Directions:
Scan the data below for lines holding the word "loose", and copy each line found.

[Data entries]
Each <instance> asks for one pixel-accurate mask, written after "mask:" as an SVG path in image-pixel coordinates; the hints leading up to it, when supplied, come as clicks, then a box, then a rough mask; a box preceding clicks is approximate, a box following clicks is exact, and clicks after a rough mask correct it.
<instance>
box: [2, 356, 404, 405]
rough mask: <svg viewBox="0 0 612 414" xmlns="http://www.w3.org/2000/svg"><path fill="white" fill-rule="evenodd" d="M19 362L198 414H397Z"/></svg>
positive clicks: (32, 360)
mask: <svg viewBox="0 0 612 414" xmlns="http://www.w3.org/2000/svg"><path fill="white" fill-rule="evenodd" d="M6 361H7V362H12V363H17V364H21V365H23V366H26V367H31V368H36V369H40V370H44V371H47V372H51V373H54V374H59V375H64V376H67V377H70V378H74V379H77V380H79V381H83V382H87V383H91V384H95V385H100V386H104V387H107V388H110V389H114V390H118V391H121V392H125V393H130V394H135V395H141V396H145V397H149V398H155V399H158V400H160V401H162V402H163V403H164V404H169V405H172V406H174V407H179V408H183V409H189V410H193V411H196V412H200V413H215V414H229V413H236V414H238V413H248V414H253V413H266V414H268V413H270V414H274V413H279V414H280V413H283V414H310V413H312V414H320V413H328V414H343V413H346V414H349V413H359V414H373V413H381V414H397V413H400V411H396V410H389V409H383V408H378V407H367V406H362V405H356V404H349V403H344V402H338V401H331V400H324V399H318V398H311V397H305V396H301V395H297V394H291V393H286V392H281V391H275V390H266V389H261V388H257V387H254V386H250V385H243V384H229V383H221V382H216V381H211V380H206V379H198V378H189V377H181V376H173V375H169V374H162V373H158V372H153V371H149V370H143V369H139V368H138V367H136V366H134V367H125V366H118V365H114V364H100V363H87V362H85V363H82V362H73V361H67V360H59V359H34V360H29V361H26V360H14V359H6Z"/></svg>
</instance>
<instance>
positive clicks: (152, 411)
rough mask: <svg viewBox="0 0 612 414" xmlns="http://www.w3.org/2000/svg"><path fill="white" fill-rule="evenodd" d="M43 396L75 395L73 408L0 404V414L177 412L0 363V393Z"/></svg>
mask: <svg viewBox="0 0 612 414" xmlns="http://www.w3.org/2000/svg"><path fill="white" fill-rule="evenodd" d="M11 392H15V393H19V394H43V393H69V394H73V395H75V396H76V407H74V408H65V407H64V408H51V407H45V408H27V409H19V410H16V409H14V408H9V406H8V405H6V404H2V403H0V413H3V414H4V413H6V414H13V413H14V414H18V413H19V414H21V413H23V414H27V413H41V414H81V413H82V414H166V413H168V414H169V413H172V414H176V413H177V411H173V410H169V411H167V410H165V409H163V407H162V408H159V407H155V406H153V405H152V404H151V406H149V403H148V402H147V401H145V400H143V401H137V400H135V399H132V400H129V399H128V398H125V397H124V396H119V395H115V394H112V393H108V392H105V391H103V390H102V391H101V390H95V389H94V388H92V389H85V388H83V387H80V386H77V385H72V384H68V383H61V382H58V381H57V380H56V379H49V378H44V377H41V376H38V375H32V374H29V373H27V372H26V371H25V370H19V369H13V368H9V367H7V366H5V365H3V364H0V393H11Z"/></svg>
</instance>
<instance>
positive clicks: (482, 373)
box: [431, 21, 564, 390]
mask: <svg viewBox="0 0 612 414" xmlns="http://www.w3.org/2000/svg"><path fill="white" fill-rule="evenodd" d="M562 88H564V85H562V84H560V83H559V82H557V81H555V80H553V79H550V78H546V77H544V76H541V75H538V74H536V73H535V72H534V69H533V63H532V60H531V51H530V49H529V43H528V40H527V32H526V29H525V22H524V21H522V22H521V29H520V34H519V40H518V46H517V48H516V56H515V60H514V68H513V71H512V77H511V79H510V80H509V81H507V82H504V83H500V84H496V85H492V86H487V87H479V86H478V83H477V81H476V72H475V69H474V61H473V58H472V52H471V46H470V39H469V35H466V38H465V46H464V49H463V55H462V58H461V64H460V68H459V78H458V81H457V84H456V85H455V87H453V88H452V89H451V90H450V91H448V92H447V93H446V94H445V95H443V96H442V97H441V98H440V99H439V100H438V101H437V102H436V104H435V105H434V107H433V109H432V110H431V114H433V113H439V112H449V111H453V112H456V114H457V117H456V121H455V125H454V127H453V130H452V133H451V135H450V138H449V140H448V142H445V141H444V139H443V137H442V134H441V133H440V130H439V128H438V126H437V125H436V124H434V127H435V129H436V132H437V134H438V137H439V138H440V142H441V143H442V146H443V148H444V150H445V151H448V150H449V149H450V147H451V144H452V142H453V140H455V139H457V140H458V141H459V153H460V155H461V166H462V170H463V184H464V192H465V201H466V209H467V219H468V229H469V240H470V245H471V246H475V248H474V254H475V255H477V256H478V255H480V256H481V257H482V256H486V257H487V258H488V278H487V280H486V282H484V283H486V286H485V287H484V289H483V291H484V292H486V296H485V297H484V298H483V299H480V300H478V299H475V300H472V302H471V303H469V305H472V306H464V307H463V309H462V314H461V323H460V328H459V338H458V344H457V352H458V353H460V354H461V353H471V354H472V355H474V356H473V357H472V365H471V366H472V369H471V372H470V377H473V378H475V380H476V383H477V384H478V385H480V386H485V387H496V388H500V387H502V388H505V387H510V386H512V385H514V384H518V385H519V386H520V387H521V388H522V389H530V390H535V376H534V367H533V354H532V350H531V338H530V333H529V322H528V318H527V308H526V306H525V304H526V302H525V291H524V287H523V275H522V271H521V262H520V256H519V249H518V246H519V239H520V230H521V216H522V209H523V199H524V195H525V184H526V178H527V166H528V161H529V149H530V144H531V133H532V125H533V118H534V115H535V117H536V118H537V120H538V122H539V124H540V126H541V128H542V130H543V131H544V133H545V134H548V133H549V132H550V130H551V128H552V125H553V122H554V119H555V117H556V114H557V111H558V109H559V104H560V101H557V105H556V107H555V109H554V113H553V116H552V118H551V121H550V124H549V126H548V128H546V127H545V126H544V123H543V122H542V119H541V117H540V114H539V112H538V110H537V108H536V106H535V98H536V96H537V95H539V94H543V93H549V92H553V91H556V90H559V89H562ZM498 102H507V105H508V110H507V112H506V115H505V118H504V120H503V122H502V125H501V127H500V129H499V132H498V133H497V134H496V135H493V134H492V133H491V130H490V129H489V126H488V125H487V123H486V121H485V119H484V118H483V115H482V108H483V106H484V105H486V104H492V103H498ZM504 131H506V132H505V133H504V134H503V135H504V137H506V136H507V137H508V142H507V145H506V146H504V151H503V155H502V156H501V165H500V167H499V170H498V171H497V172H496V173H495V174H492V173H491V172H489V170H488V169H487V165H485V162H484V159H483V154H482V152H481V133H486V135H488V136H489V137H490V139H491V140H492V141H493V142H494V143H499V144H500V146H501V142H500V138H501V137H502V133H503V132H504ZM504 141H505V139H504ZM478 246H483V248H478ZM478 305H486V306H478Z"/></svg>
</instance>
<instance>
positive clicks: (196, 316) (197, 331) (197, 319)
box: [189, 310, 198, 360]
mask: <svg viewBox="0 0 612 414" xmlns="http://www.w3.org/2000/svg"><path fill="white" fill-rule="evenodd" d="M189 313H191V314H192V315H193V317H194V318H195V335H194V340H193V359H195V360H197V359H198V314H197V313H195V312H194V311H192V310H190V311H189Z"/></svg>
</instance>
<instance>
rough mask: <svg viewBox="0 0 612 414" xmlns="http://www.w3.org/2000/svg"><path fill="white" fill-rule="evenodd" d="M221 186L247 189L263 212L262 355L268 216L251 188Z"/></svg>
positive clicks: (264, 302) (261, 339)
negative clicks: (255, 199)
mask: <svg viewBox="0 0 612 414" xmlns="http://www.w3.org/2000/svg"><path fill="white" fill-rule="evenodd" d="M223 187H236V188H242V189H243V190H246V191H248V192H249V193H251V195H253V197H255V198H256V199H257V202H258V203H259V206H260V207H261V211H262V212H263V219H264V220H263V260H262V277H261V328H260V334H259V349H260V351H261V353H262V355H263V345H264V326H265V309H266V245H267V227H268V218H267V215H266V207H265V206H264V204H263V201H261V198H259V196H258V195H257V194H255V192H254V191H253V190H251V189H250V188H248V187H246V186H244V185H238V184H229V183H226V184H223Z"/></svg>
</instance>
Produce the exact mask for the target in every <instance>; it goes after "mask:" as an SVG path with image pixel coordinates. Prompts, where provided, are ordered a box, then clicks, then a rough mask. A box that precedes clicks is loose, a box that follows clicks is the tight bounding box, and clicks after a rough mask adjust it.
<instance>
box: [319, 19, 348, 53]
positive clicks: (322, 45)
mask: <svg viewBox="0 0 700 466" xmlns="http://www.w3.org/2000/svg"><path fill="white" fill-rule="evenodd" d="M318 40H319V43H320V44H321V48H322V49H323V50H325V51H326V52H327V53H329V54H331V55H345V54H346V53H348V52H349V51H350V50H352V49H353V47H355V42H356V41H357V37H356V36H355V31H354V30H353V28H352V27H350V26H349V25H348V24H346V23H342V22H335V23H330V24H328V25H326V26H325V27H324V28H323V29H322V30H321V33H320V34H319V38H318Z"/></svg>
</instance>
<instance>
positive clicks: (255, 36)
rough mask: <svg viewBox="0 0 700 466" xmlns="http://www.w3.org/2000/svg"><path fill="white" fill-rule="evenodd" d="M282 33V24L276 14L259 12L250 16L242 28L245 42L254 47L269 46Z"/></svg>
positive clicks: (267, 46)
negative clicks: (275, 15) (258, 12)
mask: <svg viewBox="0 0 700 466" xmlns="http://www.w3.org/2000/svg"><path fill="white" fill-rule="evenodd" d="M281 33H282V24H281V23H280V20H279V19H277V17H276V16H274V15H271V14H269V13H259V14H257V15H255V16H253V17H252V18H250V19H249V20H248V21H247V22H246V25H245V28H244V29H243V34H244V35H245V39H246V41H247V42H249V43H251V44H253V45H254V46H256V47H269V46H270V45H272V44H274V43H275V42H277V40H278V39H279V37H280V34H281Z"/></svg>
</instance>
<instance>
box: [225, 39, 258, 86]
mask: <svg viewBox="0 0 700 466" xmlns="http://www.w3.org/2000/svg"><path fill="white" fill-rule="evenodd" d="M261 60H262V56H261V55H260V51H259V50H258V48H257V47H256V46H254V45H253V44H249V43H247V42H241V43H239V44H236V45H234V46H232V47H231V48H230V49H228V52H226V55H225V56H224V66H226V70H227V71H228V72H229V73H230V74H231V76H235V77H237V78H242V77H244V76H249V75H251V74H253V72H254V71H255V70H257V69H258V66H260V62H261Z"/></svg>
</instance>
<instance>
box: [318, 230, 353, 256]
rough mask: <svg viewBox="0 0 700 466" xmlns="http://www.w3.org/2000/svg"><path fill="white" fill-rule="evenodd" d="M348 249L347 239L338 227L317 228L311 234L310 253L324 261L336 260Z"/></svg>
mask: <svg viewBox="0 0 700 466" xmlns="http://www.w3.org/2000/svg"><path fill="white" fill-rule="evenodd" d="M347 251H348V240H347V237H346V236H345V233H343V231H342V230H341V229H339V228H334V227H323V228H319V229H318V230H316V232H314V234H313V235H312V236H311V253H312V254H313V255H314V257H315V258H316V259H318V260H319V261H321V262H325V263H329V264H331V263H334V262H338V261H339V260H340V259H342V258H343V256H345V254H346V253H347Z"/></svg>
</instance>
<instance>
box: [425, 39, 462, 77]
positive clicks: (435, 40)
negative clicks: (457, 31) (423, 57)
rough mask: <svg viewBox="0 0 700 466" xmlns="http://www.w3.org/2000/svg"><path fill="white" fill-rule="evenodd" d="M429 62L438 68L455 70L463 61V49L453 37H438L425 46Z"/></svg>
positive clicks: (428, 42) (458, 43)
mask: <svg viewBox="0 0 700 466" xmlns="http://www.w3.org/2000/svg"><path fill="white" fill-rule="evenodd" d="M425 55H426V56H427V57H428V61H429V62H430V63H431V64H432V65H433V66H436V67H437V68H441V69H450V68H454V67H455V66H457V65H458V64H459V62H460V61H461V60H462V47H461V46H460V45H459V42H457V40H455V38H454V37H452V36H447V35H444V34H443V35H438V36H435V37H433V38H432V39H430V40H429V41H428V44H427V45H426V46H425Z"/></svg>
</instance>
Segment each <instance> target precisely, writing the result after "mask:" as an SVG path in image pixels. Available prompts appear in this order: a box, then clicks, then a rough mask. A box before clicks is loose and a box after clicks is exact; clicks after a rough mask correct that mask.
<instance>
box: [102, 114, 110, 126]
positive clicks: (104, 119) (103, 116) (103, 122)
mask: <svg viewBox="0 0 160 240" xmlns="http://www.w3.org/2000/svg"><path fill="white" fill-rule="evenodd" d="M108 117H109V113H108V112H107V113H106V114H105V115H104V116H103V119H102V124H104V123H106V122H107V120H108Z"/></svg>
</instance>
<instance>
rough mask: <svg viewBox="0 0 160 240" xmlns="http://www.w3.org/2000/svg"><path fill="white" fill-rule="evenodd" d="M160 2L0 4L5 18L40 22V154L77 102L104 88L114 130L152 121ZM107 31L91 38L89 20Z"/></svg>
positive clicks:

Task output:
Produce the exact mask for the target in every <instance>; it goes after "mask:" as an SVG path with image pixel coordinates. Prompts, where provided, are ordered a box, then clicks, then a rough mask. A box that precedes clicks is loose, a box that follows clicks is the tight bounding box, and clicks after a rough mask adjust it.
Segment each <instance> target precisely, writing the result after "mask:" as an SVG path in image pixels. Available prompts appear in this order: a box, then clicks, then a rough mask. A box before clicks is loose and a box after clicks is exact; clicks after a rough mask correct that mask.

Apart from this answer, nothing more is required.